(Pointing and labeling entries)
_ _ _ _ _

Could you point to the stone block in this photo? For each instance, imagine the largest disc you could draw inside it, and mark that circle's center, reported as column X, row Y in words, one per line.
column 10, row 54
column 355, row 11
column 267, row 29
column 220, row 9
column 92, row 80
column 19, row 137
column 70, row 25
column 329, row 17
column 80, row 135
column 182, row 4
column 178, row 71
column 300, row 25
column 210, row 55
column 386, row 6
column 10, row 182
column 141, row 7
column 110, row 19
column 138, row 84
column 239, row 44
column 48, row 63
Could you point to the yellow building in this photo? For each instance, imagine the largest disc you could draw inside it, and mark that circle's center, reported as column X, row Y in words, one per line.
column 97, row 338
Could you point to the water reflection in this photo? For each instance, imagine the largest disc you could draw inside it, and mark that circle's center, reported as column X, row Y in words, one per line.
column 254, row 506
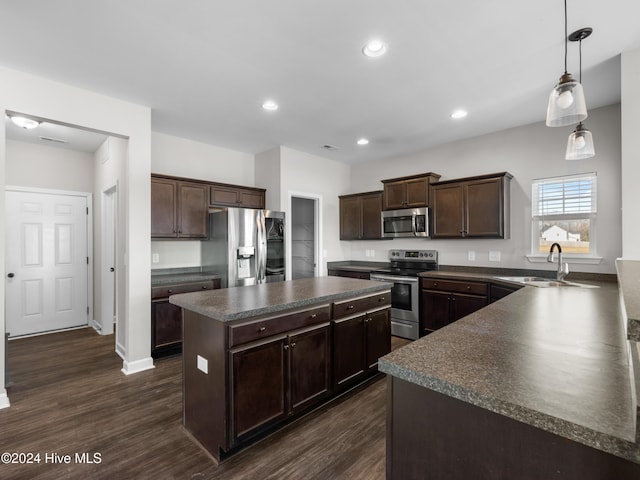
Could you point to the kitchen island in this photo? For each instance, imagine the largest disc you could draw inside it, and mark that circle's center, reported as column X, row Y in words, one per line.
column 537, row 385
column 256, row 357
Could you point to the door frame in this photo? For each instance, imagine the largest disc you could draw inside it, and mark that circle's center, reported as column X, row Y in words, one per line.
column 317, row 227
column 89, row 199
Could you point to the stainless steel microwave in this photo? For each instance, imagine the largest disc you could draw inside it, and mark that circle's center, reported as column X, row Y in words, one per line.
column 408, row 222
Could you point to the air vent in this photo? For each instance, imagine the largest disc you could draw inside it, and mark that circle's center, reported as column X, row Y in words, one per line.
column 50, row 139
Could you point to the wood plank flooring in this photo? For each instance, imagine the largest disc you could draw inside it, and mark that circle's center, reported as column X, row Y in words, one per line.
column 69, row 397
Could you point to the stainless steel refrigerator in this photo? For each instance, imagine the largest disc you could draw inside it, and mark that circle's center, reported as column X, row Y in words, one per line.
column 245, row 246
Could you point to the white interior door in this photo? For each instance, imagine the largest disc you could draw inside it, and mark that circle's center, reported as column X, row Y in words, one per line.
column 46, row 262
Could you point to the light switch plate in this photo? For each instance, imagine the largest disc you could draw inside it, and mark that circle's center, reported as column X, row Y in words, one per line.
column 203, row 364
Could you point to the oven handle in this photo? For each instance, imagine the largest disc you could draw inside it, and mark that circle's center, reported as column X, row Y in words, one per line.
column 393, row 279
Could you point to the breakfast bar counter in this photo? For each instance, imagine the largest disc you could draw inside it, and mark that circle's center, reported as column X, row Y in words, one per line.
column 537, row 385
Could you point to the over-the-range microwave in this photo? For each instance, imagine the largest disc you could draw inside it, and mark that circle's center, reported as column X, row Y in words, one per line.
column 408, row 222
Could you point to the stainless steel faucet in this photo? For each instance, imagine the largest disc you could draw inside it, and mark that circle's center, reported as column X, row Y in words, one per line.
column 563, row 268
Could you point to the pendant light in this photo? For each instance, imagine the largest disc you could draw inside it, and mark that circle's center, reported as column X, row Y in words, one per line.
column 580, row 143
column 566, row 101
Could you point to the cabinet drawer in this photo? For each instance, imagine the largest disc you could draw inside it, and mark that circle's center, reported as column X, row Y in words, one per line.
column 360, row 304
column 165, row 291
column 248, row 332
column 455, row 286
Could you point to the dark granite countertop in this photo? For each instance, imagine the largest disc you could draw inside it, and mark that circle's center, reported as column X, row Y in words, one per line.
column 245, row 302
column 555, row 358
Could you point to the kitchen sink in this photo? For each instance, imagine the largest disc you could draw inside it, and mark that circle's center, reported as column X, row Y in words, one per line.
column 545, row 282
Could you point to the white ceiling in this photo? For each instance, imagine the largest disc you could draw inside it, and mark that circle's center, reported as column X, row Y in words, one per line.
column 205, row 67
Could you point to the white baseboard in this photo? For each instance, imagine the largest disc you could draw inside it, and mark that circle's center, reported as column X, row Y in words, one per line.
column 4, row 399
column 129, row 368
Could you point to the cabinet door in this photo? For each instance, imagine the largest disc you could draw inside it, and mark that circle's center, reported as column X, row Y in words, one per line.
column 394, row 195
column 447, row 210
column 163, row 208
column 349, row 360
column 310, row 362
column 257, row 386
column 463, row 305
column 378, row 337
column 417, row 193
column 251, row 199
column 372, row 216
column 350, row 218
column 435, row 310
column 193, row 210
column 484, row 207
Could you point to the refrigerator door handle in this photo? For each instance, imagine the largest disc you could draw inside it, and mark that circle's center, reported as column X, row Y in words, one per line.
column 262, row 248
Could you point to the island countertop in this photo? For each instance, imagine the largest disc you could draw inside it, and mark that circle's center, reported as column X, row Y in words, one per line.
column 553, row 358
column 237, row 303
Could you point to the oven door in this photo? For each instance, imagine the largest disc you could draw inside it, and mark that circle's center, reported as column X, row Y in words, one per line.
column 404, row 304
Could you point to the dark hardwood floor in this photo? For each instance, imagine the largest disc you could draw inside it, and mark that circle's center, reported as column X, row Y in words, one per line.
column 69, row 397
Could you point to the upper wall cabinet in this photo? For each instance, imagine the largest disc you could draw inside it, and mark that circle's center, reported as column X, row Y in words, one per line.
column 474, row 207
column 234, row 196
column 360, row 216
column 408, row 192
column 178, row 208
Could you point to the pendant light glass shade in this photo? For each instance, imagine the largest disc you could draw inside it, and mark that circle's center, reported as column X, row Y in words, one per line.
column 566, row 103
column 580, row 144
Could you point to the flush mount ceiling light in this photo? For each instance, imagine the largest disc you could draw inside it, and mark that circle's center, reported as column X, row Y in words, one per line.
column 270, row 106
column 580, row 143
column 374, row 48
column 24, row 122
column 459, row 114
column 566, row 101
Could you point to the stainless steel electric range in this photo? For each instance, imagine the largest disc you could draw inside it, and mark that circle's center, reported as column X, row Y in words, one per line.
column 403, row 273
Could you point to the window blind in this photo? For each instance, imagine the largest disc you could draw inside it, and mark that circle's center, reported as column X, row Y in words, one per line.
column 570, row 195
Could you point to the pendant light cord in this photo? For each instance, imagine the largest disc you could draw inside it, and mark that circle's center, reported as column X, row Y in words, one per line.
column 565, row 36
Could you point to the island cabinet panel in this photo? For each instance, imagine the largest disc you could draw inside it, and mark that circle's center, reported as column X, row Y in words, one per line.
column 445, row 301
column 166, row 318
column 408, row 192
column 475, row 207
column 179, row 208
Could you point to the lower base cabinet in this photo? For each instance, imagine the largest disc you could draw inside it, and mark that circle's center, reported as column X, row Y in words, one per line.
column 243, row 379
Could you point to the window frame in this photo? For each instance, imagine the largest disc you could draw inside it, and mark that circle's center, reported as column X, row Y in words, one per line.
column 590, row 214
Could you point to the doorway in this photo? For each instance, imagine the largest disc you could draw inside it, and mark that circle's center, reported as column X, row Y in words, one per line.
column 305, row 235
column 47, row 261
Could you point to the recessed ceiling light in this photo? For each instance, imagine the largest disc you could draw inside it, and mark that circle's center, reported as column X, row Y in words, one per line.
column 270, row 105
column 374, row 48
column 24, row 122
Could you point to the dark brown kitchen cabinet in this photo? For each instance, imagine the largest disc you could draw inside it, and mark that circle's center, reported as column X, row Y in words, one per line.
column 178, row 208
column 279, row 376
column 408, row 192
column 360, row 216
column 444, row 301
column 361, row 335
column 166, row 318
column 236, row 196
column 475, row 207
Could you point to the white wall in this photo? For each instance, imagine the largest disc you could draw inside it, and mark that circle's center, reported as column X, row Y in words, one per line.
column 46, row 99
column 528, row 152
column 180, row 157
column 630, row 79
column 39, row 166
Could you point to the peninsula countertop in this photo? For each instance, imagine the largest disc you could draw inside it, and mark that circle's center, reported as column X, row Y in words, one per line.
column 237, row 303
column 554, row 358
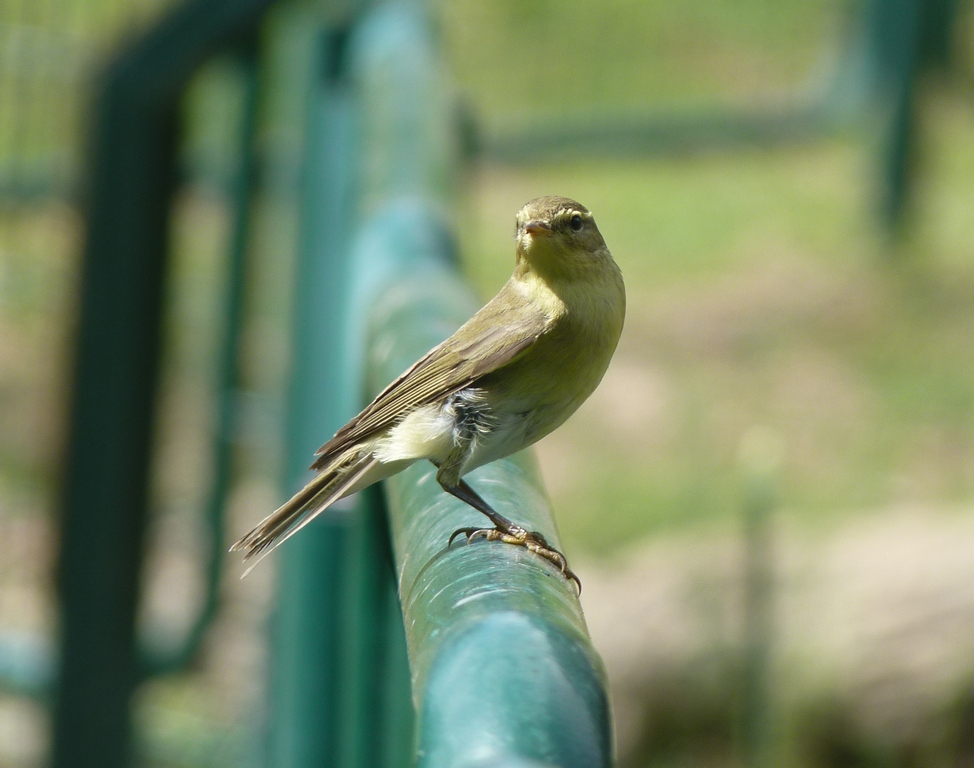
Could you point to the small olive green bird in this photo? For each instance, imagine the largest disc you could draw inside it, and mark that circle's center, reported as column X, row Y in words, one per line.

_ _ _ _ _

Rewrite the lines from the one containing "Could you point to the stainless steel microwave" through the one containing "column 50, row 139", inclusive, with "air vent" changed to "ceiling vent" and nothing else altered.

Could you point to the stainless steel microwave in this photo? For each instance, imagine the largest disc you could draw inside it, and mark that circle's center, reported as column X, row Y in words, one per line.
column 408, row 222
Could you point to the ceiling vent in this photo? For each instance, imagine the largest disc you could draw inside it, and mark that circle's center, reported as column X, row Y in words, one per line.
column 50, row 139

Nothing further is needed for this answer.